- **Stated goal 1**
Render this sentence from the volcanic risk passage in Spanish: "The cost of response and the ability to respond to these events is beyond the financial and political capabilities of any individual country."
- **Stated goal 2**
According to the volcanic risk passage, what is the probability of a VEI 7 eruption occurring in the 21st century?
- **Stated goal 3**
Repeat the stretch of the volcanic risk passage from "During the Holocene, at" through "disaster and catastrophe.", switching "consequences" to "impacts".

- **Source passage**
"""

Hence extreme volcanic eruptions pose a higher associated risk than all other natural hazards with similar recurrence periods, including asteroid impacts. (emphasis mine)
During the Holocene, at least seven VEI 7 eruptions took place [VEI: Volcanic Explosivity Index]. All but one occurred at a time when the global population was far below 1 billion; with a population above 7 billion and heading for 12 billion, a recurrence of a VEI 7 eruption could have extreme consequences.
The probability of such an event occurring in the 21st century is 5–10%.Consequently, VEI 7 and larger eruptions represent a severe threat for our modern society.
The report makes clear that in the event of a large-scale volcanic eruption no individual country would be able to deal with the consequences on its own. Hinting at the need for international cooperation (global governance), the report notes:
Due to their far-reaching effects on climate, food security, transportation, and supply chains, these events have the potential to trigger global disaster and catastrophe.
The cost of response and the ability to respond to these events is beyond the financial and political capabilities of any individual country.
An international geopolitical response will be required, where science has a unique and key role in preparation, response and mitigation.
Numerous actions that the scientists believe the world should take to prepare are listed in the report, including everything from money to global scientific frameworks and governance.
“Several elements are needed to reduce the global risk associated with extreme geohazards:”

"""

Location identification rows
"""

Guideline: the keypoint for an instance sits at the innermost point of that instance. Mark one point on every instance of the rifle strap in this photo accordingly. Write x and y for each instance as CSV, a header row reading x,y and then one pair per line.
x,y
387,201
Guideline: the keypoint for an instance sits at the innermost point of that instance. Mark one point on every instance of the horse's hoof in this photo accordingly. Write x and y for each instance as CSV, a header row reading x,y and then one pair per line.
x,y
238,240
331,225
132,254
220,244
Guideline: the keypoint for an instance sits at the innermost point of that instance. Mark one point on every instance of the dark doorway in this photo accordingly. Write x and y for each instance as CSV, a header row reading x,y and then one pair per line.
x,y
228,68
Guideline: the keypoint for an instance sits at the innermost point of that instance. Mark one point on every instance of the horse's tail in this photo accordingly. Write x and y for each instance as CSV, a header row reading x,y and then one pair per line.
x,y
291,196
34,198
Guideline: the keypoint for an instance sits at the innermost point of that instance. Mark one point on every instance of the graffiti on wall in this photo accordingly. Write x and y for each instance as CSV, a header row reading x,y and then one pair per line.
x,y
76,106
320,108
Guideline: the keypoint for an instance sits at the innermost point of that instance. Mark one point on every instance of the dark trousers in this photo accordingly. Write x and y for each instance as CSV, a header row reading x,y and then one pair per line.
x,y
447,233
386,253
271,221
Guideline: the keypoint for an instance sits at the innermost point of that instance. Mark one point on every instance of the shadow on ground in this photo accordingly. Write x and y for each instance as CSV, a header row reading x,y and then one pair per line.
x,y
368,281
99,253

"""

- **Written solution 1**
El costo de la respuesta y la capacidad de responder a estos eventos están más allá de las capacidades financieras y políticas de cualquier país individual.

- **Written solution 2**
5–10%

- **Written solution 3**
During the Holocene, at least seven VEI 7 eruptions took place [VEI: Volcanic Explosivity Index]. All but one occurred at a time when the global population was far below 1 billion; with a population above 7 billion and heading for 12 billion, a recurrence of a VEI 7 eruption could have extreme impacts.
The probability of such an event occurring in the 21st century is 5–10%.Consequently, VEI 7 and larger eruptions represent a severe threat for our modern society.
The report makes clear that in the event of a large-scale volcanic eruption no individual country would be able to deal with the impacts on its own. Hinting at the need for international cooperation (global governance), the report notes:
Due to their far-reaching effects on climate, food security, transportation, and supply chains, these events have the potential to trigger global disaster and catastrophe.